--- Record list ---

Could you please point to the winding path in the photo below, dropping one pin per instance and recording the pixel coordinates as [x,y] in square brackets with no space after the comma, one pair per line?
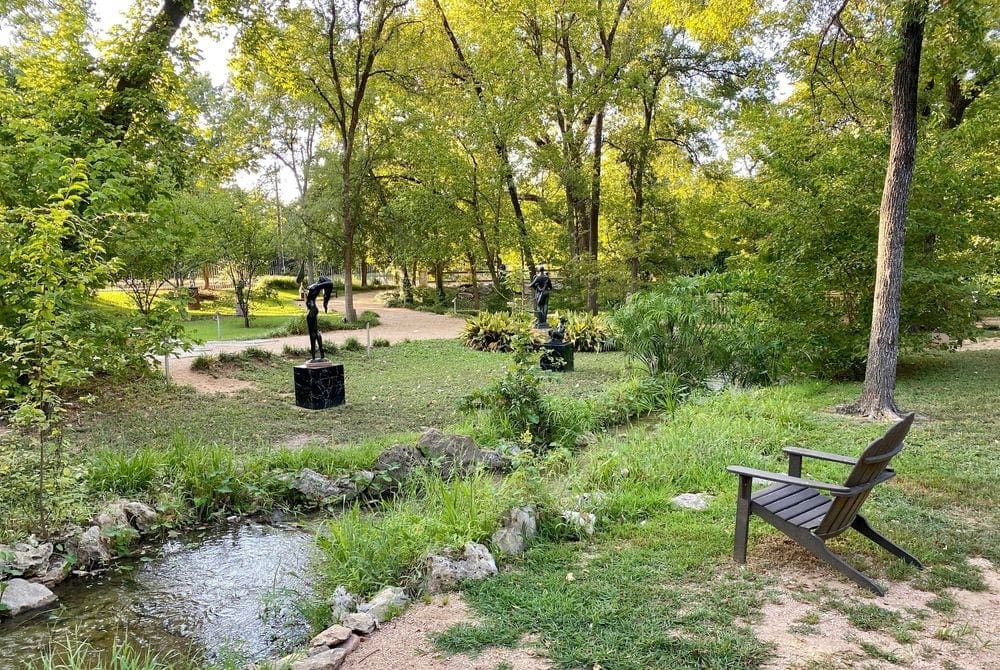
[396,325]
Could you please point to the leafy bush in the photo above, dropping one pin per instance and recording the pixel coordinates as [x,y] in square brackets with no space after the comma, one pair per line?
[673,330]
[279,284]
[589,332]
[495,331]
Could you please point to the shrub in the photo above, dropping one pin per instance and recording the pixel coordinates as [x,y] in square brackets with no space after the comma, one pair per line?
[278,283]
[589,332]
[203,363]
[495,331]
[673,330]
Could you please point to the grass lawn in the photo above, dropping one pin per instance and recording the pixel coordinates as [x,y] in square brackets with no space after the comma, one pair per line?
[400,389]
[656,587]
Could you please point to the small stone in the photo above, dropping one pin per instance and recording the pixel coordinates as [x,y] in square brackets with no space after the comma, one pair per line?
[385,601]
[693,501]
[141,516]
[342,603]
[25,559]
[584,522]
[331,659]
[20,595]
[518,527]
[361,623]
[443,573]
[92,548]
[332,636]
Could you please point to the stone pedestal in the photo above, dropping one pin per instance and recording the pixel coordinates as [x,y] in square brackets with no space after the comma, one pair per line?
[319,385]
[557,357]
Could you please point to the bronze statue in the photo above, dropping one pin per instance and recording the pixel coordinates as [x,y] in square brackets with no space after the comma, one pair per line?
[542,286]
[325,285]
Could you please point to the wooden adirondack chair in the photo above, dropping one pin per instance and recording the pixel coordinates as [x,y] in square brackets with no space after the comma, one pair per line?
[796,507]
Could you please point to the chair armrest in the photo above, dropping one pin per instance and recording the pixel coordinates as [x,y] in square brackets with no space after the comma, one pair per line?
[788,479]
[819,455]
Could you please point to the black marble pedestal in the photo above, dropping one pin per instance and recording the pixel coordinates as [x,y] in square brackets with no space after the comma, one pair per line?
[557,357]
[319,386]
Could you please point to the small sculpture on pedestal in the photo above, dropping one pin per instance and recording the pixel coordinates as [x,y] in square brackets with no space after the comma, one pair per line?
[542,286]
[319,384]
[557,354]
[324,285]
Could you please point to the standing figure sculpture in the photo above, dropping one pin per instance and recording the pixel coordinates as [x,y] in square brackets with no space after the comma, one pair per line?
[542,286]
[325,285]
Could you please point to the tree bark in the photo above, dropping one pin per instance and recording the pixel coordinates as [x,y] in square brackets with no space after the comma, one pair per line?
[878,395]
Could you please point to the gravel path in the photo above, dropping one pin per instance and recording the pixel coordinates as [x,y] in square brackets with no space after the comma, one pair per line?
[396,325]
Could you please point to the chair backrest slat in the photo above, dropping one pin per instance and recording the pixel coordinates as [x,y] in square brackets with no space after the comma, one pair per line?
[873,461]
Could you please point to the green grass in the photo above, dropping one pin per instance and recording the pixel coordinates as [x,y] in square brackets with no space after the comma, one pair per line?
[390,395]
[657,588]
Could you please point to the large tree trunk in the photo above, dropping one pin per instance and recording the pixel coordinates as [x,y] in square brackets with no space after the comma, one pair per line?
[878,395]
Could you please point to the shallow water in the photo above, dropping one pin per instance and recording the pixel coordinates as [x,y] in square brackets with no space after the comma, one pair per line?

---

- What is expected -
Retype all of the rows above with no changes, and leave the pictures out.

- Solution for this exercise -
Could you please point to the winding path in the photo below, dropping one pin per instance and recording the pixel coordinates as [x,y] in square brackets with no space after the comma, one pair per line?
[396,325]
Could you please point to the leafy bush in the photo above, dropping one pin per instance and recording the pixel coordinates as [x,y] in square brackets with no space after the comma, one pair per line?
[673,330]
[279,284]
[589,332]
[495,331]
Could you please point to the shrub in the photo above, dropping one pin per instance and recording the pixel coordinates as [x,y] in square brackets with no space after the comma, one pair per line?
[278,283]
[589,332]
[203,363]
[495,331]
[673,330]
Could you please point to the grass lawn in the photo above, dropping one pin per instance and recording the pixel coordinates as [x,y] in square brackets with no space after the comma, one pair per line?
[400,389]
[656,587]
Could you please point to the small stone in the photo above, dropping one pin per instance and recording the pixel coordinates as [x,y] in square brackets with no space after the comma, one pair per line?
[385,601]
[693,501]
[141,516]
[342,603]
[25,559]
[584,522]
[331,659]
[20,595]
[518,527]
[361,623]
[443,573]
[92,548]
[332,636]
Could you please point to the stone pedestal in the photo above, dropping one pin per instance and recording the pixel coordinates as [x,y] in square brackets with no space after the comma, one pair per line?
[319,385]
[557,357]
Could you please point to the bronze statue in the photo above, dropping one pin per instance and recording the pixel coordinates as [x,y] in square brackets with no space after the comma, one pair per line?
[542,286]
[325,285]
Could you please point to the wooden adirondack chair in the photo above, dropping one pin per instance and recording the pixel coordinates as [x,y] in square brackets with no space after the comma, one pair per line?
[796,507]
Could you please point to the chair armrest in the photo above, dropping one pin per instance and recording the pixel coordinates as [x,y] in square brackets with no space after the comma, one pair per line?
[788,479]
[819,455]
Could you please point to the black marble pedestal in the photo above, dropping one pin per instance and recording the pixel coordinates as [x,y] in square brackets with no space after the comma, one pair per line?
[557,357]
[319,386]
Could you please point to the small sculpture on pedestal in the photo above, dropping one pin per instance and recording the pixel coordinates as [x,y] in square brackets with no space after the comma, one pair per line?
[542,286]
[319,384]
[557,354]
[324,285]
Could you please point to the standing figure sculpture in the photo above, dropping one pin per instance and recording the pixel coordinates as [x,y] in square brackets with no space after the comma, one pair per line?
[542,286]
[325,285]
Could you please point to the tree bark in the photo above, dropping one pin per instance and recording the pixel coordinates as [x,y] in square brackets with no space after the comma, one pair per line?
[878,395]
Could you please point to the gravel path in the photo above, dropping one pin per instance and recording the pixel coordinates as [x,y] in square brackets with no space after the comma, one pair per line?
[396,325]
Could you please point to the chair backrest slat in the photo above, dropping one pin per instance and recording the pixel coordinates as [x,y] in square brackets with no space after the comma, one pair per line?
[873,461]
Could you please point to the green grass in the photo above, dropping one pin per instance and recording the pixel coordinates as [x,y] in square brackets with no space after the comma, one pair per line?
[390,395]
[657,588]
Could you please point to the large tree trunk in the photo above, dropping one pin per instance and recording the pixel coordinates as [x,y] in square brackets with no space after the comma, one pair per line?
[878,395]
Could you please point to the shallow water in the photo above, dropping one pin per instance and recording the pixel coordinates as [x,y] in square brackets with no space after the comma, one pair per line?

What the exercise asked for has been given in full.